_MATERIAL PROVIDED_:
***

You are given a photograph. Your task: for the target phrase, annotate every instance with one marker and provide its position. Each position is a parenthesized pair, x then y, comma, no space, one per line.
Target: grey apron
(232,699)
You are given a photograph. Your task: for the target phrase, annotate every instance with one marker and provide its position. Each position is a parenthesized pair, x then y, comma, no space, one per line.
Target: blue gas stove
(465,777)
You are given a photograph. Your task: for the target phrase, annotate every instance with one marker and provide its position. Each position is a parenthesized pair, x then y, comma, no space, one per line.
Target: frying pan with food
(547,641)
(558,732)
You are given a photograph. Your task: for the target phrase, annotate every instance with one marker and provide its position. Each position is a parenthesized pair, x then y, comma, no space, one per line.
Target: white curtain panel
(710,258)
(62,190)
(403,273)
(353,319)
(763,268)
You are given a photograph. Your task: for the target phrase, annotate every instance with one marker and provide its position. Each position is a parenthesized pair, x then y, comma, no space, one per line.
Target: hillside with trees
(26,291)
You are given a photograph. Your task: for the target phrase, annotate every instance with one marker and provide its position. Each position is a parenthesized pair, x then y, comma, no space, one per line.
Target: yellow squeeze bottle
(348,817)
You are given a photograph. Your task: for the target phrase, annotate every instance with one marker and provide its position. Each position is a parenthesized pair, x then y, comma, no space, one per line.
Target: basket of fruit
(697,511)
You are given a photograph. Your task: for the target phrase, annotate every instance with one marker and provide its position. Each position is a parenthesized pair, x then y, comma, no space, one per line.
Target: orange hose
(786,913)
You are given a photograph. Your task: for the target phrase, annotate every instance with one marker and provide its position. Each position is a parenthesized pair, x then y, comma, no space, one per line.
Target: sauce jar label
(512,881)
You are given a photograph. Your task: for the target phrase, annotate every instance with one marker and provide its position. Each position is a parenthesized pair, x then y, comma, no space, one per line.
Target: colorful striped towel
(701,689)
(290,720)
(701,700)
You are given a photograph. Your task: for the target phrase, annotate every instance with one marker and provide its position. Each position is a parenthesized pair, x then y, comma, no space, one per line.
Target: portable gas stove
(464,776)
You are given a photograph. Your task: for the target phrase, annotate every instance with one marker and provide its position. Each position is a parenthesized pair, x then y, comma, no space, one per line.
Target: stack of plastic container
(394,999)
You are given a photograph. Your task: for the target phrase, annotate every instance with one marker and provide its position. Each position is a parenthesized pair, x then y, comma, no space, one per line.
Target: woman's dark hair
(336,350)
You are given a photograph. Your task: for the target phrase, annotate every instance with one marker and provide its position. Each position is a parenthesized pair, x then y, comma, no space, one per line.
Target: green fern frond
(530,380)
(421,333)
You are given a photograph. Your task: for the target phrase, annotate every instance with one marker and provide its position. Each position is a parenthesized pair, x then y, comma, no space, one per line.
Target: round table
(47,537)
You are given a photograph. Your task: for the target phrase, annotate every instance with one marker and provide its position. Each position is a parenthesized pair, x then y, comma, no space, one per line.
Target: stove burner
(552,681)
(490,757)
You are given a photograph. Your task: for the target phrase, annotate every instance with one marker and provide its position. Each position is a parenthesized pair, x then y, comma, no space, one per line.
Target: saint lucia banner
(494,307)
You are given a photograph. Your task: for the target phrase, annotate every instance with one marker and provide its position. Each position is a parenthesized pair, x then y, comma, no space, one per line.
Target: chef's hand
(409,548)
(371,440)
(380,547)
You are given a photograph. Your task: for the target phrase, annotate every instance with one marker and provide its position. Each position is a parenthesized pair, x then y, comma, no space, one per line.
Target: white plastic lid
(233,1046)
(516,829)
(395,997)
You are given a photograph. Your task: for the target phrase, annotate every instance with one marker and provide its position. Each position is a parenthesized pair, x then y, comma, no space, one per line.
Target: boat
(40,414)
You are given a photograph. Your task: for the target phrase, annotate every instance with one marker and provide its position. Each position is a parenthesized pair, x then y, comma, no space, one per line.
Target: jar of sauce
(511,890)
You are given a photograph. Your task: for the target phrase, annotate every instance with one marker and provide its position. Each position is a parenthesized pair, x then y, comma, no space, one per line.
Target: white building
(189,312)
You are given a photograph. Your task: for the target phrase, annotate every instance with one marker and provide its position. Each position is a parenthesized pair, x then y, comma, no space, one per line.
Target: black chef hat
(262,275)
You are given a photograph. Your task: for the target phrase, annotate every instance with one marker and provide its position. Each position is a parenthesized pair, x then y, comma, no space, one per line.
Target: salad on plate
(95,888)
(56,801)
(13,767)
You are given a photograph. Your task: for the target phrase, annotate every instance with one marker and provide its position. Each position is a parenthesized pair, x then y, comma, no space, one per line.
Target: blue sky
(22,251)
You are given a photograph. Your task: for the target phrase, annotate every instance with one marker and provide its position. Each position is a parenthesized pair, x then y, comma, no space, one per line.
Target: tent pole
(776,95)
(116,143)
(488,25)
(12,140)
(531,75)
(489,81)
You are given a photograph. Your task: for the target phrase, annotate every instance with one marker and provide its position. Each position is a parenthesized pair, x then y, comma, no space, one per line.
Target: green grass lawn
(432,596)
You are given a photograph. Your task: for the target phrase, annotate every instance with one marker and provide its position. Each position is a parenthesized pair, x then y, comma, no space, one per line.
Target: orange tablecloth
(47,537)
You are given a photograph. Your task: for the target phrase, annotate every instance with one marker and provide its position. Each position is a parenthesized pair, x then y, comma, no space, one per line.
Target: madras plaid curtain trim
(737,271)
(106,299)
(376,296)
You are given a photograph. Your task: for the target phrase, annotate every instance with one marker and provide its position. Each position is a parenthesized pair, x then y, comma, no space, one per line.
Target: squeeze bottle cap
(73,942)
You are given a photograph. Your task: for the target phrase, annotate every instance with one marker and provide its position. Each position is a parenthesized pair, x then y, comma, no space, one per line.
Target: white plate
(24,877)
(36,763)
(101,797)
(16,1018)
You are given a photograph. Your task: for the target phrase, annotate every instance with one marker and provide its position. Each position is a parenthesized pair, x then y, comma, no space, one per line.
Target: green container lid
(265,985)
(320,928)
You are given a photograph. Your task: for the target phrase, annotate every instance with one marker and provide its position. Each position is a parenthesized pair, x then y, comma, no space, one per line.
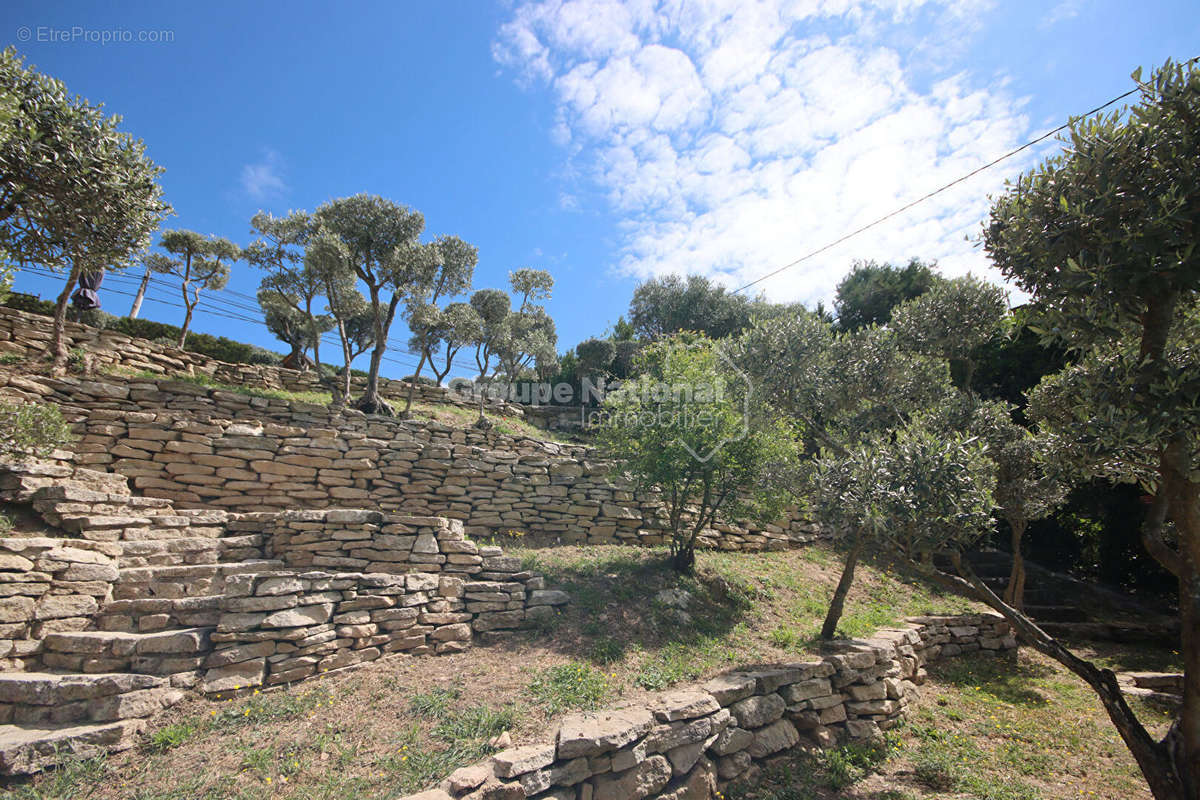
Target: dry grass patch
(1018,727)
(401,725)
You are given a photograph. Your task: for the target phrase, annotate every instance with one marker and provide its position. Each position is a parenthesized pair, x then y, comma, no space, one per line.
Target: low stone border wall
(688,743)
(29,336)
(49,585)
(279,627)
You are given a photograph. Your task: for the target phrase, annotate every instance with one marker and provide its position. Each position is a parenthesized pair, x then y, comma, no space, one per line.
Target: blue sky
(604,142)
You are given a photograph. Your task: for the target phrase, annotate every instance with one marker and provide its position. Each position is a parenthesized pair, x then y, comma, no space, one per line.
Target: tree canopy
(1104,238)
(76,192)
(869,293)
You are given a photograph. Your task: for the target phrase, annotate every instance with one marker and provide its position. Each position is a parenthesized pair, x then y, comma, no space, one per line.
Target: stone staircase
(133,587)
(1069,608)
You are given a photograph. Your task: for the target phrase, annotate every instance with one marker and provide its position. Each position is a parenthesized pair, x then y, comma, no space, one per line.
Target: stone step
(191,581)
(30,749)
(55,698)
(183,552)
(1056,613)
(148,614)
(161,653)
(1170,683)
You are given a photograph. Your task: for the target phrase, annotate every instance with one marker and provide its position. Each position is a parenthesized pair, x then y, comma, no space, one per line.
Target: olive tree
(279,251)
(291,325)
(844,390)
(683,427)
(31,429)
(953,319)
(1030,481)
(454,328)
(329,262)
(199,262)
(450,275)
(595,355)
(382,244)
(913,492)
(76,193)
(1104,238)
(870,290)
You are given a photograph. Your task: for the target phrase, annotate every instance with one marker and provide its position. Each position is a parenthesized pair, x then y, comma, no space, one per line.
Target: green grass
(569,686)
(810,775)
(316,398)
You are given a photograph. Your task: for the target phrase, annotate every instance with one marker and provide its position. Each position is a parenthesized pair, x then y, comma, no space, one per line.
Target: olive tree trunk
(58,343)
(839,595)
(1014,593)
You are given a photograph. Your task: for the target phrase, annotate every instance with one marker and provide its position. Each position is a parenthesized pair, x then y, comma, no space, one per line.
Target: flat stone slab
(29,749)
(52,689)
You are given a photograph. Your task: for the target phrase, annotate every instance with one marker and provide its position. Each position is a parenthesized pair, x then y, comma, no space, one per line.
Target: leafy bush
(215,347)
(31,429)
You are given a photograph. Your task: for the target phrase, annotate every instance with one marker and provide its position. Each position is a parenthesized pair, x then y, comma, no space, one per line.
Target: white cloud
(1062,11)
(264,180)
(732,137)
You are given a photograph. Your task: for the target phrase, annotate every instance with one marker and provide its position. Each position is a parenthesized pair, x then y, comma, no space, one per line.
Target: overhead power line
(211,305)
(940,190)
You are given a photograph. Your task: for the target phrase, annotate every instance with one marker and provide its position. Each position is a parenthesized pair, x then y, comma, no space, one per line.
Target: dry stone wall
(208,449)
(126,602)
(688,743)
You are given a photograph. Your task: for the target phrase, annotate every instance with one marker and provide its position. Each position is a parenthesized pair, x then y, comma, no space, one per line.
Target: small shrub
(853,761)
(569,686)
(475,722)
(77,361)
(433,704)
(31,429)
(935,768)
(607,650)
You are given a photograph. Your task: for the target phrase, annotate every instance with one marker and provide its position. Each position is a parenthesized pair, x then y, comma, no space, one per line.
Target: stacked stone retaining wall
(28,336)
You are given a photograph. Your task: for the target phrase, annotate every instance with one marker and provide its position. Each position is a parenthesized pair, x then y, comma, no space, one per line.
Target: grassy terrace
(401,725)
(454,415)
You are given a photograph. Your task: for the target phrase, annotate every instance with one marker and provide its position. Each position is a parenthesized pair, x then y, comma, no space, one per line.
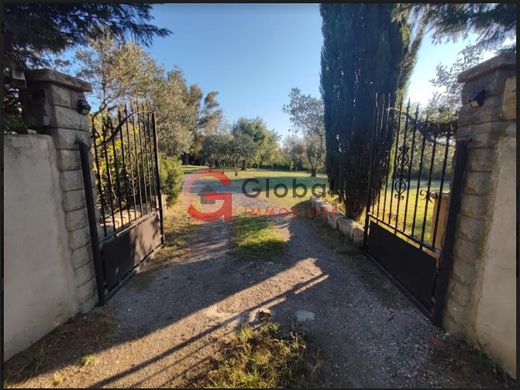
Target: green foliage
(33,30)
(365,49)
(171,176)
(493,22)
(261,357)
(306,114)
(254,134)
(122,71)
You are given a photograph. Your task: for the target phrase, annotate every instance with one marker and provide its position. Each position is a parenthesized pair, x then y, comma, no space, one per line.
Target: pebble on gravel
(304,315)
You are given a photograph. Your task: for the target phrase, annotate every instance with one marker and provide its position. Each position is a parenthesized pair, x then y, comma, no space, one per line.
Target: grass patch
(88,359)
(257,238)
(86,333)
(187,169)
(179,229)
(262,357)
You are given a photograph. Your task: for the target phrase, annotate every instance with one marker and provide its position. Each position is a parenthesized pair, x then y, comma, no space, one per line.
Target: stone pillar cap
(55,77)
(504,60)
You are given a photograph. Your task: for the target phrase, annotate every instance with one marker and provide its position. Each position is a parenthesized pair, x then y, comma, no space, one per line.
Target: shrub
(171,178)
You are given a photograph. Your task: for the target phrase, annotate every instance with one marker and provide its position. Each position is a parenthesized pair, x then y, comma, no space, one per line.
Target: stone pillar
(51,107)
(481,300)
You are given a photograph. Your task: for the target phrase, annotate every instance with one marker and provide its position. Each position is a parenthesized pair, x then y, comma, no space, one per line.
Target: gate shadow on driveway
(170,319)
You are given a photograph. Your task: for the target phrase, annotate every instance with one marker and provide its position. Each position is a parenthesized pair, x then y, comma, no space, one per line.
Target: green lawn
(187,169)
(257,238)
(423,214)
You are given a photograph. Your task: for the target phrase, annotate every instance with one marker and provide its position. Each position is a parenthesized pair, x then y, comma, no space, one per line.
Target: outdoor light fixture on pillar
(83,107)
(477,99)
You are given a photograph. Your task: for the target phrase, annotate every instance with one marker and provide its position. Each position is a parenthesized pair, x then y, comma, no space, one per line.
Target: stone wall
(39,289)
(336,220)
(481,300)
(50,106)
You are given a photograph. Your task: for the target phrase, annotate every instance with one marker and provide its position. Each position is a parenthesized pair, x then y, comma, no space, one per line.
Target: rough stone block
(68,160)
(62,96)
(488,112)
(89,304)
(76,219)
(68,118)
(464,271)
(49,76)
(484,134)
(345,226)
(457,312)
(332,219)
(68,138)
(472,229)
(467,251)
(73,200)
(478,183)
(509,99)
(481,160)
(460,294)
(492,83)
(84,273)
(81,256)
(79,238)
(358,233)
(86,290)
(71,180)
(475,206)
(452,326)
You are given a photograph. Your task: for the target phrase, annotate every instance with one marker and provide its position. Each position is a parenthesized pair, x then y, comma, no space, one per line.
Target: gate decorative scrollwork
(409,182)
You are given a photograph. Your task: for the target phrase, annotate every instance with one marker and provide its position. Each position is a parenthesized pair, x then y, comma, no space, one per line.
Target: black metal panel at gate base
(413,201)
(126,217)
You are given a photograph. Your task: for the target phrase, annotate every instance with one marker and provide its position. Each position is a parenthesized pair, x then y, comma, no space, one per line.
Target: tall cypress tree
(366,50)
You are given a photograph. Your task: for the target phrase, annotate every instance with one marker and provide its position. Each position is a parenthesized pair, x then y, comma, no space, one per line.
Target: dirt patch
(173,315)
(67,352)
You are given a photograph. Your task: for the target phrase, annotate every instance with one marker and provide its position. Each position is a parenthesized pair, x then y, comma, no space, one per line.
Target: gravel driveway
(170,319)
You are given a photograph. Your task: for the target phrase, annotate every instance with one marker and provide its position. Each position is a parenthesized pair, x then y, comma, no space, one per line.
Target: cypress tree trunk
(363,52)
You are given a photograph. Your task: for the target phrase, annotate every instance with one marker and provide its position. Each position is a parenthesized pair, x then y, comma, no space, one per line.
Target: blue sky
(253,54)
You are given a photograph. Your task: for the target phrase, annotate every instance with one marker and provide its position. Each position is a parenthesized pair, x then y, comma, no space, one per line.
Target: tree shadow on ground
(368,332)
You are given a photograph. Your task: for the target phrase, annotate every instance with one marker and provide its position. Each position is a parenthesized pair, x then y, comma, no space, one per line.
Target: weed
(57,379)
(486,364)
(88,359)
(262,356)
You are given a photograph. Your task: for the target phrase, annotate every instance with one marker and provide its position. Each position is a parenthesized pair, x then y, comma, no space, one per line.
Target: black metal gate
(126,216)
(416,173)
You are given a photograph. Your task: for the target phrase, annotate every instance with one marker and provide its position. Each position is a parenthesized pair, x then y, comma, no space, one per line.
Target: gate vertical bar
(371,157)
(446,264)
(92,222)
(156,158)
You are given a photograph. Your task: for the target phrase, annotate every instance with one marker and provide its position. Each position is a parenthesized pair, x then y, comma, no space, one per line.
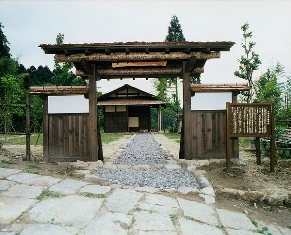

***

_EXERCISE_: At the line containing "Target: black metal gate", start reproducing exactly, and stop after the last line of the listing; include both ends, and leave the pictures out.

_SOLUTION TO THIS TASK_:
Target: black metal gate
(126,216)
(416,173)
You are given a photograph. Your task: for the target phrase, annotate every instance with one marker and provide its position. Each position is a parenthesized pair, x then y, comma, no space, one per line.
Target: gate vertical bar
(371,157)
(446,264)
(92,222)
(156,158)
You are given a photograph. Your task: for the target phrase, annotate every instance with one marker and provide its position. Each position is a parenthesized pair, x then y, comma, no space, one per line.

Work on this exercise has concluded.